***** Records provided

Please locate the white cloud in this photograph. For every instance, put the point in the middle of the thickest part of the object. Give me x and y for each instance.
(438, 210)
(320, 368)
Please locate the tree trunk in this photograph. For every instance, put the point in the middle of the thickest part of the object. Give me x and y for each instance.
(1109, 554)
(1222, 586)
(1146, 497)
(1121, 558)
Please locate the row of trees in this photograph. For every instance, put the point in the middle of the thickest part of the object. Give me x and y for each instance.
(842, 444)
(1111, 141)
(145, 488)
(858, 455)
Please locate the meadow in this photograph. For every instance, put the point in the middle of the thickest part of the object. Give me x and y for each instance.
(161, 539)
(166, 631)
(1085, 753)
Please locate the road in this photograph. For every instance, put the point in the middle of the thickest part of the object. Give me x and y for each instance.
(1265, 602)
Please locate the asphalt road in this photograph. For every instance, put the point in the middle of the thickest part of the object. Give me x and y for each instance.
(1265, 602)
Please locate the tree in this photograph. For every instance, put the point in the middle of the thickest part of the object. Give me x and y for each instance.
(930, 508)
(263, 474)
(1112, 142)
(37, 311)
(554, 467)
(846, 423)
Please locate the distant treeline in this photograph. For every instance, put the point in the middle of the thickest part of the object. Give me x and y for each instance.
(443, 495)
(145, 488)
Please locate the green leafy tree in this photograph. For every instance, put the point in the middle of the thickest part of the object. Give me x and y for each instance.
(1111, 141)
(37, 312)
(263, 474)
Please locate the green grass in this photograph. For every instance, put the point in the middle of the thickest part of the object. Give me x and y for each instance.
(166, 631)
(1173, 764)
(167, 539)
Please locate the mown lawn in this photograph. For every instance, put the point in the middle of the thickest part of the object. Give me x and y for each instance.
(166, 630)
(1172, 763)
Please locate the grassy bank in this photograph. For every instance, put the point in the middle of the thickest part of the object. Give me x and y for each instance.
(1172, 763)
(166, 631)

**********

▸ **Short exercise**: Recast the data above as a Markdown table with two columns, Row and Text: Row numbers each line, and Text holds the line itself. Leave out blank lines.

▸ **Problem solution**:
| Row | Text |
|---|---|
| 1 | Please locate the white cloud in this photograph. For every instance, put the point in the middle of the thickest part of the object. Give me x and y for each instance. |
| 2 | (438, 210) |
| 3 | (320, 368) |
| 4 | Please locate the tree trunk in this photograph. For every instance, put the point in the middle of the thickest part of the object. Give me x and y for each instance. |
| 5 | (1109, 554) |
| 6 | (1222, 586) |
| 7 | (1146, 497) |
| 8 | (1121, 558) |
| 9 | Please locate the row of trees in this photograph. For every instance, put the point in the middle of the thickest part of the object. Give me x and y for each instance. |
| 10 | (842, 444) |
| 11 | (1111, 141) |
| 12 | (145, 488) |
| 13 | (858, 455) |
| 14 | Please locate the meadow in this photograph. For every instance, put the point in the middle of the thickest part of the object. Give me x and y for each instance. |
| 15 | (161, 539) |
| 16 | (166, 631) |
| 17 | (1085, 753) |
| 18 | Please locate the road in this photograph. For every instance, put the point in the middle of the thickest part of the object. Give me x and y for each instance. |
| 19 | (1265, 602) |
| 20 | Please locate the asphalt road in this photograph. For every instance, put the point in the middle of the thickest part of the object. Give me x and y for each instance. |
| 21 | (1265, 602) |
| 22 | Please locate the tree in this photograph. For every instance, put the point in the middle of the thickest part of the object. Give me x and y for each instance. |
| 23 | (930, 508) |
| 24 | (263, 474) |
| 25 | (1112, 142) |
| 26 | (37, 311) |
| 27 | (554, 467) |
| 28 | (846, 423) |
| 29 | Please locate the distant treeline in this photograph. For every instance, put the point in the middle of the thickest part of the object. Give me x and y for each instance. |
| 30 | (443, 495) |
| 31 | (145, 488) |
| 32 | Please locate the green leafy tree in this photograph. For every instance, put the point in the middle of the thickest part of the object. Give me x and y for each instance. |
| 33 | (1111, 141) |
| 34 | (37, 312) |
| 35 | (263, 474) |
| 36 | Please locate the green grass in this photograph. For every instance, put the point in the middle of the thickest part of the object. Give me x and y for each instance. |
| 37 | (166, 631) |
| 38 | (1173, 764) |
| 39 | (167, 539) |
| 40 | Please locate the mown lawn in this photograph. For every instance, put the point in the middle of the thickest part of the object. Give me x and y for each instance. |
| 41 | (166, 630) |
| 42 | (1172, 763) |
| 43 | Please locate the grassy bank in this photograph. For every instance, put the point in the middle of the thickest part of the object. Give me x and y for each instance. |
| 44 | (1172, 763) |
| 45 | (166, 631) |